:: Text block ::
In a first step of simplification, we assume that the $i$ th of the $n$ observations is given by a vector of $k$ angles $θ_{i} = (θ_{i 1}, \dots, θ_{ik})^{'} \in [0, 2 π [^{k}$ instead of a non-ordered set ${θ_{i 1}, \dots, θ_{ik}}$ . Using a projected normal distribution, we denote by $x_{i} = (x_{i 1}, \dots, x_{ik})^{'} \in (ℝ^{2})^{k}$ a random vector with distribution $N_{2 k} (μ_{i}, I_{2 k})$ , where $θ_{ij}$ is defined as the radial projection of $x_{ij}$ on the unit circle of $ℝ^{2}$ . In other words, we have $x_{ij} = (x_{ij 1}, x_{ij 2})^{'} = (r_{ij} \cos θ_{ij}, r_{ij} \sin θ_{ij})^{'}$ for all $i \in {1, \dots, n}$ and all $j \in {1, \dots, k}$ where $r_{ij}$ denotes the Euclidean norm of $x_{ij}$ . Note that $θ_{i}$ is observed while $r_{i} = (r_{i 1}, \dots, r_{ik})^{'}$ is not and is treated as an unknown parameter. We denote by ${PN}_{2 k} (μ_{i}, I_{2 k})$ the joint distribution of $(θ_{i}, r_{i})$ . Clustering analysis will be based on a Dirichlet process mixture (DPM) model described as follows:

\begin{matrix} \begin{matrix} θ_{i}, r_{i} | μ & \sim & {PN}_{2 k} (μ_{i}, I_{2 k}) \\ μ_{i} | P & \sim & P \\ P & \sim & DP (n_{0} P_{0}), \end{matrix} \end{matrix}

(2.1)

where $μ = (μ_{1}, \dots, μ_{n})$ and where $DP (n_{0} P_{0})$ denotes the Dirichlet process (DP) introduced by Ferguson (1973) with centre $P_{0} = N_{2 k} (0, Σ_{0})$ and precision parameter $n_{0}$ . The clustering properties of the DP are well known and date back to Blackwell and MacQueen (1973). It is shown that the parameter $μ = (μ_{1}, \dots, μ_{n})$ follows the Pólya urn scheme:

\begin{matrix} \begin{matrix} μ_{1} & \sim & P_{0} \\ μ_{i + 1} | μ_{1}, \dots, μ_{i} & \sim & \frac{1}{n_{0} + i} \sum_{j = 1}^{i} δ_{μ_{i}} + \frac{n_{0}}{n_{0} + i} P_{0}, for i \geq 2, \end{matrix} \end{matrix}

(2.2)

:: Raw records ::

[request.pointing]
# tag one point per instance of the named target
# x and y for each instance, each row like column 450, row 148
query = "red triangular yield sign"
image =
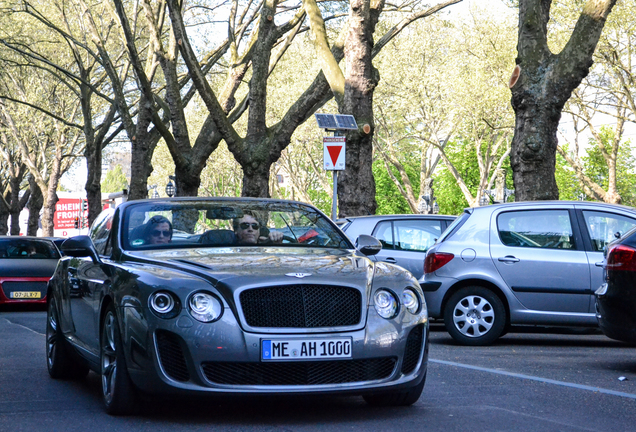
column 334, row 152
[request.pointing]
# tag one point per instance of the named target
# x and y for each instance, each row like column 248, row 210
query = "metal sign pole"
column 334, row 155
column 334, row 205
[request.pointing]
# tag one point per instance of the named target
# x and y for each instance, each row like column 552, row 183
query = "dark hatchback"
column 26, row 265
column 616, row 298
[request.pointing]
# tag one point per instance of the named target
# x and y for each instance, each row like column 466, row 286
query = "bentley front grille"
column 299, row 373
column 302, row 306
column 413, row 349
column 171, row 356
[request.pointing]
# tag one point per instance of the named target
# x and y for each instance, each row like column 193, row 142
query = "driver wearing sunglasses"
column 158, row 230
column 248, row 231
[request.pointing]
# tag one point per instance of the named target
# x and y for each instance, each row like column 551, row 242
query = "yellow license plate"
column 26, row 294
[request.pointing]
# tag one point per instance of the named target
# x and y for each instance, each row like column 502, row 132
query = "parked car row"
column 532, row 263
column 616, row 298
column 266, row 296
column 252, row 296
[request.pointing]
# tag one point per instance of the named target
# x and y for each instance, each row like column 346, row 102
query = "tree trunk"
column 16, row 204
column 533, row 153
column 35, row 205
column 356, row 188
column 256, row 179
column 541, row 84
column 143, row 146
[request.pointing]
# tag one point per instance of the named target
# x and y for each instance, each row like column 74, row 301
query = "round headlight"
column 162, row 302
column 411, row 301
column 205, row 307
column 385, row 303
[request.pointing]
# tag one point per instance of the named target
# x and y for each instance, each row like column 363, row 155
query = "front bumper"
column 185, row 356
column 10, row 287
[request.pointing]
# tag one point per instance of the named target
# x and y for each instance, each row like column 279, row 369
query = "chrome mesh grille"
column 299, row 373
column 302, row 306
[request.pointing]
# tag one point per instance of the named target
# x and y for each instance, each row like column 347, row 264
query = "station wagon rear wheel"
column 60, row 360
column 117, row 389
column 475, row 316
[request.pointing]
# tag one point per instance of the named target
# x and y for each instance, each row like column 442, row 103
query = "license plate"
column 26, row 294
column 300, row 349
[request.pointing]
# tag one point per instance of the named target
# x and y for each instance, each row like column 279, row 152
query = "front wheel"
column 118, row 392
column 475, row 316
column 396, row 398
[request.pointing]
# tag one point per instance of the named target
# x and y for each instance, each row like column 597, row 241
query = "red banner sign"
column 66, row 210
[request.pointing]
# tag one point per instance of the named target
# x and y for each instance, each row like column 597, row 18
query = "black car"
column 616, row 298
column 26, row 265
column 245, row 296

:: Goal ::
Extend the passage on Dirichlet process mixture clustering of angular observations, starting right after its final line, equation (2.2).

:: Result ::
with $δ_{μ_{i}}$ indicating the point measure on $μ_{i}$ . So, $μ_{i + 1}$ may be equal to one of the previous $μ_{i}$ ’s or may be drawn from $P_{0}$ . This results in a positive probability of sharing the parameter value with previous observations; hence the clusters. In the sequel, we will denote by $P & oacute; lya (n_{0} P_{0})$ the distribution of $μ$ given by (2.2). Although the DPM is very popular for Bayesian clustering, other model-based cluster methods exist. For a review of these methods, we refer the reader to Quintana (2006); Lau and Green (2007); Fritsch and Ickstadt (2009) and references therein. Note that the DPM model does not require choosing the number of clusters. On the other hand, it is well known that the number of clusters can be controlled by $n_{0}$ . Learning about $n_{0}$ from the data may be addressed by assuming a Gamma prior distribution $n_{0} \sim G (a_{n_{0}}, b_{n_{0}})$ (Escobar and West, 1995).

Now recall that the actual $i$ th observation consists of a (non ordered) set of the form ${θ_{i 1}, \dots, θ_{ik}}$ rather than of a vector (ordered) $θ_{i} = (θ_{i 1}, \dots, θ_{ik})^{'}$ . The impact of this simplification is quite easy to understand. Using model (2.1), two observations $i_{1}$ and $i_{2}$ with the same angles but in different orders would have a very low posterior probability of sharing the same cluster, that is $μ_{i 1} = μ_{i 2}$ . We treat the observations as vectors for convenience, but we have to introduce a permutation parameter $τ_{i}$ to compensate this simplification. More precisely, for all $μ_{i} = (μ_{i 1}^{'}, \dots, μ_{ik}^{'})^{'}$ and all permutation $τ_{i}$ of ${1, \dots, k}$ , we set $μ_{i}^{τ_{i}} = (μ_{i τ_{i} (1)}^{'}, \dots, μ_{i τ_{i} (k)}^{'})^{'}$ ; $μ_{i}^{τ_{i}}$ can be viewed as a random permutation of the coordinates of $μ_{i}$ . Therefore, the clustering model becomes:

\begin{matrix} \begin{matrix} θ_{i}, r_{i} | μ, τ & \sim & {PN}_{2 k} (μ_{i}^{τ_{i}}, I_{2 k}) \\ μ_{i} | P & \sim & P \\ P & \sim & DP (n_{0} P_{0}), \end{matrix} \end{matrix}

(2.3)

where $τ = (τ_{1}, \dots, τ_{n})$ and $μ = (μ_{1}, \dots, μ_{n})$ . The permutations $τ_{i}$ are assumed to be a priori independent with a uniform distribution U_P on the set P of permutations of ${1, \dots, k}$ . The posterior probability that two observations $i_{1}$ and $i_{2}$ with the same angles but in different orders would share the same cluster is increased with model (2.3) as there exist some values of $τ_{i 1}$ and $τ_{i 2}$ such that $μ_{i 1}^{τ_{i 1}} = μ_{i 2}^{τ_{i 2}}$ . A theoretical study of the impact of the symmetry introduced by $τ_{i}$ is given in Section 4.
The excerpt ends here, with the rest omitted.